**The task**
Reproduce all of the data exactly as written.

-- Records supplied follows --

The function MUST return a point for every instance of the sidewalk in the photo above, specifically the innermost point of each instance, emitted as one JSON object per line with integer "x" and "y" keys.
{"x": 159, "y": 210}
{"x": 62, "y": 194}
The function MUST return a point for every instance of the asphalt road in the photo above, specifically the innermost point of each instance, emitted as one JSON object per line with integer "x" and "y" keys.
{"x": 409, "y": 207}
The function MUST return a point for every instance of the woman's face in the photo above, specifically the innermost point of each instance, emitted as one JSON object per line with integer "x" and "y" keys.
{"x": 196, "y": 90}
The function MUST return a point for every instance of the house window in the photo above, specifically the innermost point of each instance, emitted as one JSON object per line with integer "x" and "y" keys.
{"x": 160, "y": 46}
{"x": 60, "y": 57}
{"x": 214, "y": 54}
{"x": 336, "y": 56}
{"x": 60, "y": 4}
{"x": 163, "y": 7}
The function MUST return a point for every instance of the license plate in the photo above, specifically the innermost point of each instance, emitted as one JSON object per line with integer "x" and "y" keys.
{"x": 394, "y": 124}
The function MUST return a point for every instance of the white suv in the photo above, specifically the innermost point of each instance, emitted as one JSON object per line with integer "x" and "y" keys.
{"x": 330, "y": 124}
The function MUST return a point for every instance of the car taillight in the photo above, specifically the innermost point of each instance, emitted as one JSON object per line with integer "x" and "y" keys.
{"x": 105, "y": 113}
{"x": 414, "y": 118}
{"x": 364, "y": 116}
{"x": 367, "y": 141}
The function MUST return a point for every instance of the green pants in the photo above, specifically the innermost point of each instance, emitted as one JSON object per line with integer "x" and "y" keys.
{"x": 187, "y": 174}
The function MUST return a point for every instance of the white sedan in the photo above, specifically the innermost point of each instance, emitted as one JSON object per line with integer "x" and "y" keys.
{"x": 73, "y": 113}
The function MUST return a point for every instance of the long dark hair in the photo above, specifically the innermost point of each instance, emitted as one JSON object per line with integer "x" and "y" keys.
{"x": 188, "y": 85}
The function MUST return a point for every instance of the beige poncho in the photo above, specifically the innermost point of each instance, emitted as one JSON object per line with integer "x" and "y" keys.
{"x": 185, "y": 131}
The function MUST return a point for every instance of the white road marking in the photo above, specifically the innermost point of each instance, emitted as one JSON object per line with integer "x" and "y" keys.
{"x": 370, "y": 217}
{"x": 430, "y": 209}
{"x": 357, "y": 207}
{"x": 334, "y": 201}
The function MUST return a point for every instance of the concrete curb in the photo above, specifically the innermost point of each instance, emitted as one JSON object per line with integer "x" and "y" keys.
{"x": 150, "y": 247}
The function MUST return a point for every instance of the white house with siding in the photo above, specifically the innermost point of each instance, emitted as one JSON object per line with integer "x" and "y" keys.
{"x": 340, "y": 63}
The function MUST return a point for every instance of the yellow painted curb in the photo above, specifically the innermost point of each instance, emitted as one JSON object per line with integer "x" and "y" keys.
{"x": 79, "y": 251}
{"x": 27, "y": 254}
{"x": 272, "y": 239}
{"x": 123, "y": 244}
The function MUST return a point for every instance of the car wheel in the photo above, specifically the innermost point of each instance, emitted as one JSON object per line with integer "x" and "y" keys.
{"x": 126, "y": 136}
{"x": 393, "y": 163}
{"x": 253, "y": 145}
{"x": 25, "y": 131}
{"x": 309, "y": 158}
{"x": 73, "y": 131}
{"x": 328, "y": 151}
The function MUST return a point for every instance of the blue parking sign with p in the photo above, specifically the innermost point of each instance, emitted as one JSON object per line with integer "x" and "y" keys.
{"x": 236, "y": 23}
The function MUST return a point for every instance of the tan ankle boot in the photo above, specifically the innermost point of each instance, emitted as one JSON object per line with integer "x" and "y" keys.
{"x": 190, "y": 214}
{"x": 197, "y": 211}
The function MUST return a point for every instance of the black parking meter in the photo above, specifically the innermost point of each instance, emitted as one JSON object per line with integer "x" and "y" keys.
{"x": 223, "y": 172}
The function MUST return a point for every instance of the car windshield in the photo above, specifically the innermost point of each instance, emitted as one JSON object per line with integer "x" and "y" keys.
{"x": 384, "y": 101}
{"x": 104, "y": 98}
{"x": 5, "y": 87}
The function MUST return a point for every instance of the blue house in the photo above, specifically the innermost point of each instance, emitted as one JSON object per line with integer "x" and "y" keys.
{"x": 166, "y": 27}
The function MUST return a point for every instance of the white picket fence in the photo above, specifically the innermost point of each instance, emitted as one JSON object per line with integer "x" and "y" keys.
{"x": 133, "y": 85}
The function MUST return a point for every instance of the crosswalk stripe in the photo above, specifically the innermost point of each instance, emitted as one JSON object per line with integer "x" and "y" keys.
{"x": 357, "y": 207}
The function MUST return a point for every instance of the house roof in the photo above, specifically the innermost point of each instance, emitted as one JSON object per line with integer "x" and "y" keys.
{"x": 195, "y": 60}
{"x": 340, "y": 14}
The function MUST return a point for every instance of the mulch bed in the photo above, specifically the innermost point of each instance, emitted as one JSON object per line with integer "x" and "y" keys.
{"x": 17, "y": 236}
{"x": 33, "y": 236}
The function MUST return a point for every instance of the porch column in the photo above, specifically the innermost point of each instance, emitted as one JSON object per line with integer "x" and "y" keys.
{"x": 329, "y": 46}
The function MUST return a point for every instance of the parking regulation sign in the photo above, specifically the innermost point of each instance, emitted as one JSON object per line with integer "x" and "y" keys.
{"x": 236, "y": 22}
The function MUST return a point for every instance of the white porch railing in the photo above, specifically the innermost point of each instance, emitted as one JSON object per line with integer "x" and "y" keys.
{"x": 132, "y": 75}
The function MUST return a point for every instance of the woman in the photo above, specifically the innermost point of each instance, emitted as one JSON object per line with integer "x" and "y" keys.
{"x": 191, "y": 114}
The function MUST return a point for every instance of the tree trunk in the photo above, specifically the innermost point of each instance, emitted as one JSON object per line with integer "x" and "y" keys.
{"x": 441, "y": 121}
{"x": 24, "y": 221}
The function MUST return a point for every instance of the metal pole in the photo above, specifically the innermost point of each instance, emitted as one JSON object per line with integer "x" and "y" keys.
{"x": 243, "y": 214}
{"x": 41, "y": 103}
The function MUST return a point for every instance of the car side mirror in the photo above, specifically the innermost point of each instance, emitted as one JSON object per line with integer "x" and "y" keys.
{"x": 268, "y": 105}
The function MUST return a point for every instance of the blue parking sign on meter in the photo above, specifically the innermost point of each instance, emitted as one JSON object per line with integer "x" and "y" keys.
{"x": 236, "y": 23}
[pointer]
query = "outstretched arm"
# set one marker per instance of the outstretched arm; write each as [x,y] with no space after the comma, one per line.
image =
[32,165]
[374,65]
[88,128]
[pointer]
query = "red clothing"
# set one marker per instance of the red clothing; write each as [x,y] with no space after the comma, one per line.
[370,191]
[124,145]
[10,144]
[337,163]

-- Records supplied concluded --

**Answer below**
The function MUST return a point for every instance of the sidewalk in the photo above, specifically the innermost point of each instance, emitted as one JSON object per line with integer "x" and "y" keys.
{"x": 159, "y": 210}
{"x": 62, "y": 194}
The function MUST return a point for every instance of the asphalt road in the photo above, specifically the innermost point of each instance, emitted as one JSON object per line with integer "x" and "y" keys.
{"x": 409, "y": 207}
The function MUST return a point for every instance of the woman's face in the photo above, specifically the innermost point of each instance, emitted as one JSON object per line with integer "x" and "y" keys.
{"x": 196, "y": 90}
The function MUST return a point for every instance of the house window in the photo above, specifically the innermost point of each instance, emitted as one JSON object per line with integer "x" and "y" keys.
{"x": 160, "y": 46}
{"x": 60, "y": 57}
{"x": 214, "y": 54}
{"x": 336, "y": 56}
{"x": 60, "y": 4}
{"x": 163, "y": 7}
The function MUST return a point for every instance of the license plate in the photo above, specifically the innermost point of each instance, emitted as one JSON object per line with integer "x" and "y" keys.
{"x": 394, "y": 124}
The function MUST return a point for every instance of the white suv in the photo above, specifically the innermost point of each instance, emitted as one JSON object per line with integer "x" and "y" keys.
{"x": 330, "y": 124}
The function MUST return a point for every instance of the car taillight in the photo above, specifically the innermost point of each instance, emitted as one JSON object per line with integer "x" and "y" keys.
{"x": 105, "y": 113}
{"x": 414, "y": 118}
{"x": 364, "y": 116}
{"x": 367, "y": 141}
The function MUST return a point for every instance of the green pants in the photo above, specifically the innermost point of each instance, emitted as one JSON object per line with integer "x" and "y" keys.
{"x": 187, "y": 174}
The function MUST return a point for every instance of the white sedan in the photo above, specifically the innermost point of each instance, emitted as one JSON object per line with integer "x" and "y" keys.
{"x": 73, "y": 113}
The function MUST return a point for every instance of the long dark hair in the photo above, specifically the innermost point of each instance, emitted as one JSON object per line with integer "x" and "y" keys.
{"x": 188, "y": 85}
The function MUST return a point for every instance of the beige poncho in the photo above, specifically the innermost point of each instance, emitted as one JSON object per line with integer "x" and "y" keys.
{"x": 185, "y": 131}
The function MUST return a point for every instance of the white road marking in the photo above, specifically the innermost point of each instance, emitted as one JSON object per line with integer "x" and "y" keys.
{"x": 370, "y": 217}
{"x": 430, "y": 209}
{"x": 357, "y": 207}
{"x": 334, "y": 201}
The function MUST return a point for every instance of the concrete curb in the photo above, specifically the innermost point of each instance, emitted as one JSON object per line with integer "x" and "y" keys.
{"x": 150, "y": 247}
The function MUST return a point for every instance of the white house with siding in the photo above, specifically the innermost point of each instance, emitted as one JSON object per line with integer "x" and "y" keys.
{"x": 340, "y": 63}
The function MUST return a point for every instance of the yellow painted curb in the photo above, specifically the innermost point of each instance, emitted as one JSON object per line with integer "x" and "y" keys.
{"x": 79, "y": 251}
{"x": 27, "y": 254}
{"x": 272, "y": 239}
{"x": 123, "y": 244}
The function MUST return a point for every instance of the car wheel in the photo above, specifically the innermost point of each instance, emitted as one JSON object per line with integer "x" and "y" keys.
{"x": 126, "y": 136}
{"x": 393, "y": 163}
{"x": 253, "y": 145}
{"x": 25, "y": 131}
{"x": 309, "y": 158}
{"x": 73, "y": 131}
{"x": 328, "y": 151}
The function MUST return a point for every instance of the blue parking sign with p in the photo above, specifically the innermost point of each instance, emitted as one JSON object per line with integer "x" and "y" keys.
{"x": 236, "y": 23}
The function MUST return a point for every instance of the tan ankle boot in the photo above, specifically the innermost point of each instance, emitted as one JSON object per line with integer "x" and "y" keys.
{"x": 190, "y": 214}
{"x": 197, "y": 211}
The function MUST return a point for every instance of the black parking meter in the photo above, specifically the innermost point of each instance, emitted as one JSON object per line with integer "x" and "y" keys.
{"x": 223, "y": 172}
The function MUST return a point for every instance of the car windshield in the photo above, specifically the innermost point of each instance, emitted as one JSON object per line with integer "x" and "y" keys.
{"x": 384, "y": 101}
{"x": 104, "y": 98}
{"x": 5, "y": 87}
The function MUST return a point for every instance of the blue house in the photo above, specifically the innermost point of each instance, emitted as one JSON object per line with integer "x" and "y" keys.
{"x": 166, "y": 27}
The function MUST return a point for every instance of the white picket fence in the photo above, specifically the innermost point of each instance, emitted as one JSON object per line with integer "x" and "y" keys.
{"x": 133, "y": 85}
The function MUST return a point for every instance of the crosswalk stripe in the photo above, specifically the innermost point of each instance, emitted as one JSON object per line with integer "x" and "y" keys.
{"x": 357, "y": 207}
The function MUST return a point for every instance of the house roof in the photo above, specifically the innermost point of each instance, emitted as one JSON object per line with integer "x" and "y" keys.
{"x": 195, "y": 60}
{"x": 340, "y": 14}
The function MUST return a point for every instance of the mulch bed in the photo above, specifically the innermost point of each instance, emitted as one JSON object per line with integer "x" and "y" keys.
{"x": 17, "y": 236}
{"x": 33, "y": 236}
The function MUST return a point for every instance of the porch column in the photo above, specifically the innermost point of each instance, emitted as one JSON object per line with integer "x" and "y" keys.
{"x": 329, "y": 46}
The function MUST return a point for every instance of the parking regulation sign in the photo above, specifically the innermost point of each instance, emitted as one JSON object per line with integer "x" and "y" keys.
{"x": 236, "y": 22}
The function MUST return a point for every instance of the white porch railing in the photo above, specifically the innermost point of each instance, emitted as one JSON object per line with integer "x" and "y" keys.
{"x": 132, "y": 75}
The function MUST return a point for every instance of the woman in the photo above, specifically the innermost point of each instance, emitted as one JSON object per line with integer "x" and "y" keys.
{"x": 191, "y": 114}
The function MUST return a point for every instance of the tree trunk in the photo above, specifically the innermost point of each instance, emitted as one JSON object per line with integer "x" and "y" keys.
{"x": 441, "y": 121}
{"x": 24, "y": 221}
The function MUST return a point for every instance of the metal pole in the photo above, specifically the innermost point of each instance, emitted as one JSON object per line with integer "x" and "y" keys.
{"x": 243, "y": 214}
{"x": 41, "y": 103}
The function MUST return a point for every instance of the car side mirror in the photo above, specifically the innermost point of each instance, emitted as one JSON object per line with integer "x" and "y" keys.
{"x": 268, "y": 105}
The function MUST return a point for every instance of the blue parking sign on meter in the photo above, specifically the innermost point of each instance, emitted as one JSON object per line with integer "x" and "y" keys.
{"x": 236, "y": 23}
[pointer]
query = "outstretched arm"
# set one marker per instance of the outstretched arm; write each as [x,y] with no space after the comma, one per line.
image =
[32,165]
[374,65]
[88,128]
[pointer]
query = "red clothing"
# set one marker per instance of the red clothing; write each as [x,y] with no space after the comma, one per line.
[370,191]
[124,145]
[10,144]
[337,163]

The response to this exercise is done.